= INSTRUÇÕES =
(1) Responda às perguntas abaixo com base no trecho sobre a vida de São Paulo.
(a) Quem decidiu dedicar o ano jubilar ao mais importante missionário da história?
(b) Além das cartas escritas pelo próprio Paulo, graças a que relatos ele é um dos personagens mais conhecidos do cristianismo primitivo?
(c) De que tribo o apóstolo era membro?
(2) Reproduza fielmente a parte do trecho sobre a vida de São Paulo que começa com as palavras contendo "O apóstolo Paulo" e termina com "grupo dos fariseus.".

= TRECHO DE ORIGEM =

****

IGREJA - O ANO PAULINO | A VIDA DO APÓSTOLO

Nas pegadas de São Paulo

José Miguel García

De fariseu que odiava os cristãos em nome da Lei a "Apóstolo dos gentios". Ao longo do ano jubilar que o Papa decidiu dedicar ao mais importante missionário da história, percorreremos sua vida e viagens, para entender o que moveu seu coração

O apóstolo Paulo é, indubitavelmente, um dos personagens mais conhecidos do cristianismo primitivo, graças aos relatos dos Atos dos Apóstolos e às cartas que ele próprio escreveu às comunidades que fundara durante suas viagens missionárias. Nelas, o Apóstolo oferece algumas notícias biográficas muito interessantes (Gl 1,13-17; 1Cor 15,8-9; 2Cor 11,22; Rm 11,1; Fl 3,4-6). Graças a essas rápidas indicações, sabemos que ele era membro da tribo de Benjamin, uma das tribos que permaneceram fiéis à aliança com Javé; foi circuncidado com oito dias, segundo a Lei de Moisés; seus pais eram originários da Palestina e provavelmente falavam aramaico; pertencia ao grupo dos fariseus.

****

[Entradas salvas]

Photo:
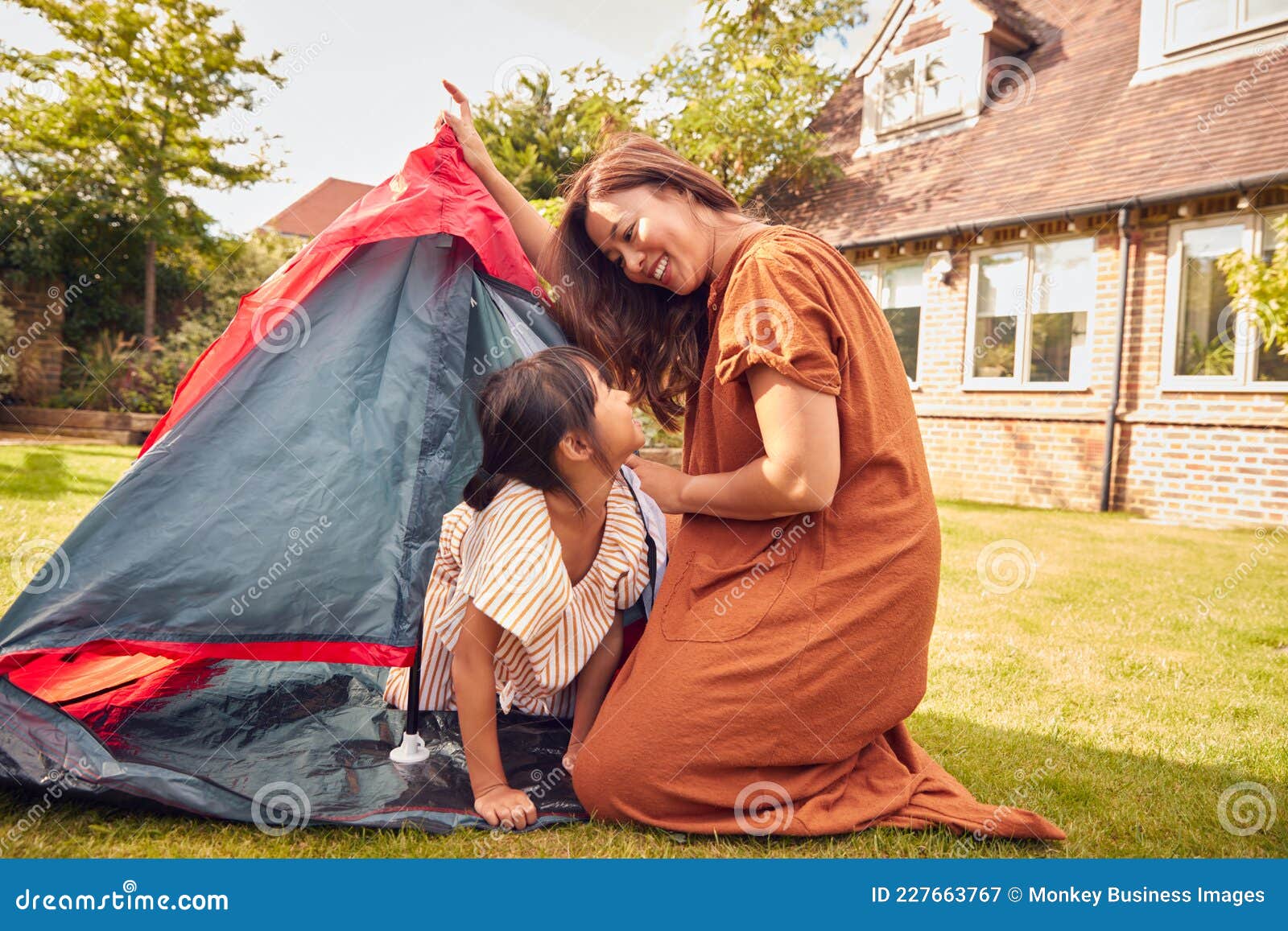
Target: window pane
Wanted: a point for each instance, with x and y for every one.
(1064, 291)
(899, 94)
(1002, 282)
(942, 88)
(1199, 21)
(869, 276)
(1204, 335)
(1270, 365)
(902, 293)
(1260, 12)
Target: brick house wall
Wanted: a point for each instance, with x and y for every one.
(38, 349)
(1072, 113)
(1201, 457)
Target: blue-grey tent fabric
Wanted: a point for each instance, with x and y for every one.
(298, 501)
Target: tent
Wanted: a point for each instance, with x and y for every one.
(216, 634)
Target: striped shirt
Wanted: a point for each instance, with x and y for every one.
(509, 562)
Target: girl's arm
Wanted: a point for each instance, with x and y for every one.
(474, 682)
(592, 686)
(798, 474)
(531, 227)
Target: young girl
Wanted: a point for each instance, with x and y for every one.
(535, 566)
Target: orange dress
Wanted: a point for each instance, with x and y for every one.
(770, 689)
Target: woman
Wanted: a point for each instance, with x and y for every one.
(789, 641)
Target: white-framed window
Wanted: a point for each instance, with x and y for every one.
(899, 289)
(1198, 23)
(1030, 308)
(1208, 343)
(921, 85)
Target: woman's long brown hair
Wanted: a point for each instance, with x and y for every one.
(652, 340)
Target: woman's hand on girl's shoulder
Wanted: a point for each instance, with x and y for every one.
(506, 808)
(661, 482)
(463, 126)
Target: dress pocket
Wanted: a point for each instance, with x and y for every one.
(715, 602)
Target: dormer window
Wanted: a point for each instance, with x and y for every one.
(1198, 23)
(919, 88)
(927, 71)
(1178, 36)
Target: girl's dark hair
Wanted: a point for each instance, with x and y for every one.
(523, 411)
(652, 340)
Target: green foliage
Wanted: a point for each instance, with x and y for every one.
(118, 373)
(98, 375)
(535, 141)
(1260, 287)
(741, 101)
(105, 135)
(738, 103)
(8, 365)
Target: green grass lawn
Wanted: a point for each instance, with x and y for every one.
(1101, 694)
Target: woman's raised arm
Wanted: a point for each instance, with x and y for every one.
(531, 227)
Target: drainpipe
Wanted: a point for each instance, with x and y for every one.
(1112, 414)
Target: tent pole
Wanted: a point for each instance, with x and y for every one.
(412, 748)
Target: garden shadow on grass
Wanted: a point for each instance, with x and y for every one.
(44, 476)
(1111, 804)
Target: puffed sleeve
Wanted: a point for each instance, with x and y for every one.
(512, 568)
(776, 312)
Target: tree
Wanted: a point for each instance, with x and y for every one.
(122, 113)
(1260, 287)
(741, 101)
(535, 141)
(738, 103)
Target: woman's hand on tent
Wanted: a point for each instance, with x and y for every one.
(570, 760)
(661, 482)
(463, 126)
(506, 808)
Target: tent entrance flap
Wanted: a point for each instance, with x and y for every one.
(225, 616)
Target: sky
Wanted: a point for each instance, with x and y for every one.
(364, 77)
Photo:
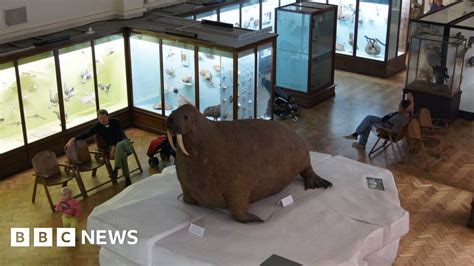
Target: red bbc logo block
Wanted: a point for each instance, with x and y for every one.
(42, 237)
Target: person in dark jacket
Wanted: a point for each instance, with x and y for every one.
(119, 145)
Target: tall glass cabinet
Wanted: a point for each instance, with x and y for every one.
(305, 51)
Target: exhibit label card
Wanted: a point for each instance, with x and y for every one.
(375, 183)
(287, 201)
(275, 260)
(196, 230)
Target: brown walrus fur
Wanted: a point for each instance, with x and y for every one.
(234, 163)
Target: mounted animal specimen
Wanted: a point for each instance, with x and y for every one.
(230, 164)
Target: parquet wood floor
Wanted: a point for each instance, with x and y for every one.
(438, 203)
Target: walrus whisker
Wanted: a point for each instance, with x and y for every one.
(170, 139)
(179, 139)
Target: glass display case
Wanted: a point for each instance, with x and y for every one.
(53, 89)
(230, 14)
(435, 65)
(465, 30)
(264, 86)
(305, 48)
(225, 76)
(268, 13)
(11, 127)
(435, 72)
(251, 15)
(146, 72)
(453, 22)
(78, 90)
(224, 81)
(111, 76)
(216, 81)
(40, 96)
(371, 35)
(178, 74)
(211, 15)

****

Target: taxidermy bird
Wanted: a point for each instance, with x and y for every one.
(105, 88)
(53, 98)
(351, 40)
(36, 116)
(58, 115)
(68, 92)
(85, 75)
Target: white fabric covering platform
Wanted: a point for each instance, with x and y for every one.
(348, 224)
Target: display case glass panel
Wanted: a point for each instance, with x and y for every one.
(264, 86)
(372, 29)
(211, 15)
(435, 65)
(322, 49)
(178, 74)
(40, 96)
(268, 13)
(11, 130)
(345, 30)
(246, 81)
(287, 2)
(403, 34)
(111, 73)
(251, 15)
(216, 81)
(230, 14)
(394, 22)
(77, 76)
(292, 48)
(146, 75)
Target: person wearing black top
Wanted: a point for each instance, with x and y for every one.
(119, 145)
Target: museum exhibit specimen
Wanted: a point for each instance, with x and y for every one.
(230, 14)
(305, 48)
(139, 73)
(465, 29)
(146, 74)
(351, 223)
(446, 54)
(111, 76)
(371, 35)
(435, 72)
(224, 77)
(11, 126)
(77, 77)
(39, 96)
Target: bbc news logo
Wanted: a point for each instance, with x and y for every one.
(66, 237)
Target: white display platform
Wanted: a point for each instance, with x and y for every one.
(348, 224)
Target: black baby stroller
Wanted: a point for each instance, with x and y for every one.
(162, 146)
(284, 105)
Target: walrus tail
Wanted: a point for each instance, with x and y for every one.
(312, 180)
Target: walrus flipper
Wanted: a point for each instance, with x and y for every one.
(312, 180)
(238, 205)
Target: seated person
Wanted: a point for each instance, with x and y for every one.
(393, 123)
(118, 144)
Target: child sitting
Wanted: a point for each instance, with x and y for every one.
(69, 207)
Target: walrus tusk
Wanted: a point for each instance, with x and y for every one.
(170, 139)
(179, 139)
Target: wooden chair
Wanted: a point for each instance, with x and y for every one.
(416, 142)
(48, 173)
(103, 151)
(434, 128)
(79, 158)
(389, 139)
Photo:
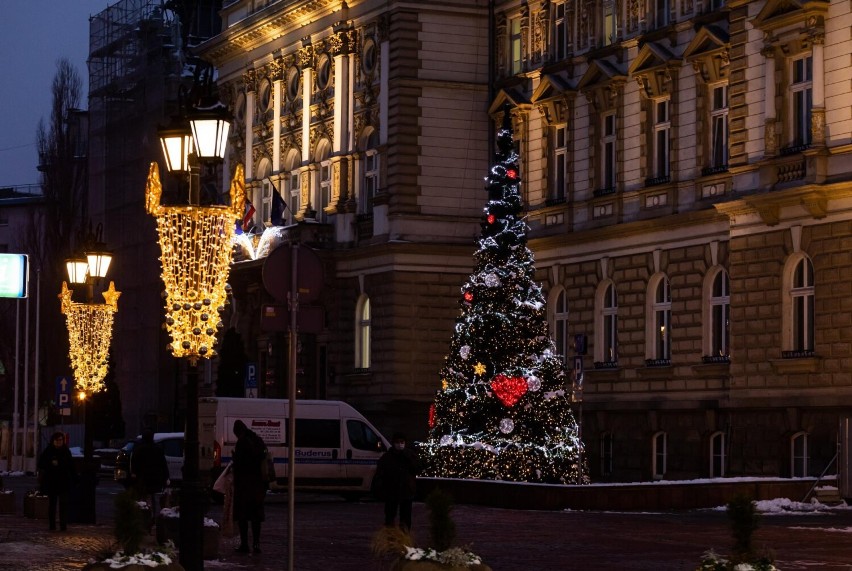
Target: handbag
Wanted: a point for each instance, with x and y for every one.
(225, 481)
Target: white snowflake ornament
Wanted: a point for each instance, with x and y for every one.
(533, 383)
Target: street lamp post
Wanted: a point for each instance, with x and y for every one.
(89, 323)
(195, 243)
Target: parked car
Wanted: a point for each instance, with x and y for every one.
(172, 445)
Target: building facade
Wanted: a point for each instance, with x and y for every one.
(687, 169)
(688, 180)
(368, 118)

****

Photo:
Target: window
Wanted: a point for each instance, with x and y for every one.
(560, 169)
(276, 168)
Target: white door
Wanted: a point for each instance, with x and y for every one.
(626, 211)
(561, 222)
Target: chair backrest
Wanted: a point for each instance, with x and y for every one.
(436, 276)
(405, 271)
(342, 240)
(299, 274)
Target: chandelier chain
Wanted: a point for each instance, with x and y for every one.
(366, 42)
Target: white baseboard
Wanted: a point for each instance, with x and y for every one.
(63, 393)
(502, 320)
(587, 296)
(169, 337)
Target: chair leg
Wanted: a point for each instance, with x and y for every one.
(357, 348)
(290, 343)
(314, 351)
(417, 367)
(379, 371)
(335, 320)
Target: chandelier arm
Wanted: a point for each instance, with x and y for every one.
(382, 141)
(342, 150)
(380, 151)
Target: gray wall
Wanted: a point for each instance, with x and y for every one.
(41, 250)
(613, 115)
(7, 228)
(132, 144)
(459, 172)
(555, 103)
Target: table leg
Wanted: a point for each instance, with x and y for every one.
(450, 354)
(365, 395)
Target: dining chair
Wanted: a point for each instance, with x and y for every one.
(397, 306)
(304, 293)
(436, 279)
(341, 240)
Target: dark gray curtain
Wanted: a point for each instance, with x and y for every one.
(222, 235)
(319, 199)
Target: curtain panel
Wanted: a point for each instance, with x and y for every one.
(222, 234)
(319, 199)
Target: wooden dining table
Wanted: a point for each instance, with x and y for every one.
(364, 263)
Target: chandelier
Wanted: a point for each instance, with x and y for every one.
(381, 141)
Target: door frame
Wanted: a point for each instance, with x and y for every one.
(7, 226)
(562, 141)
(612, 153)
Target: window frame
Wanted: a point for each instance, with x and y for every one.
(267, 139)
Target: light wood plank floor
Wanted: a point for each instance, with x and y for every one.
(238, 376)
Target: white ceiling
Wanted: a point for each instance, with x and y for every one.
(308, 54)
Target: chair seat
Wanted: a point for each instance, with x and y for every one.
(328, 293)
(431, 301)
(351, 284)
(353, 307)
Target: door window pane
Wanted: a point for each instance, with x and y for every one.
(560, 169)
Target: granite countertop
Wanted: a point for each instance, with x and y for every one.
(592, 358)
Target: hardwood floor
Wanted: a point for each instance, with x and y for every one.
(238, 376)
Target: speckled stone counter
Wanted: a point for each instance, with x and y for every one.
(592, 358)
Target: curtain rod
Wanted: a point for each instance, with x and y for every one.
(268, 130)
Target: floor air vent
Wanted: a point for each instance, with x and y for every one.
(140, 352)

****

= RESULTADOS POR TAREFA =
(1)
(a) O Papa.
(b) Aos relatos dos Atos dos Apóstolos.
(c) Da tribo de Benjamin.

(2)
O apóstolo Paulo é, indubitavelmente, um dos personagens mais conhecidos do cristianismo primitivo, graças aos relatos dos Atos dos Apóstolos e às cartas que ele próprio escreveu às comunidades que fundara durante suas viagens missionárias. Nelas, o Apóstolo oferece algumas notícias biográficas muito interessantes (Gl 1,13-17; 1Cor 15,8-9; 2Cor 11,22; Rm 11,1; Fl 3,4-6). Graças a essas rápidas indicações, sabemos que ele era membro da tribo de Benjamin, uma das tribos que permaneceram fiéis à aliança com Javé; foi circuncidado com oito dias, segundo a Lei de Moisés; seus pais eram originários da Palestina e provavelmente falavam aramaico; pertencia ao grupo dos fariseus.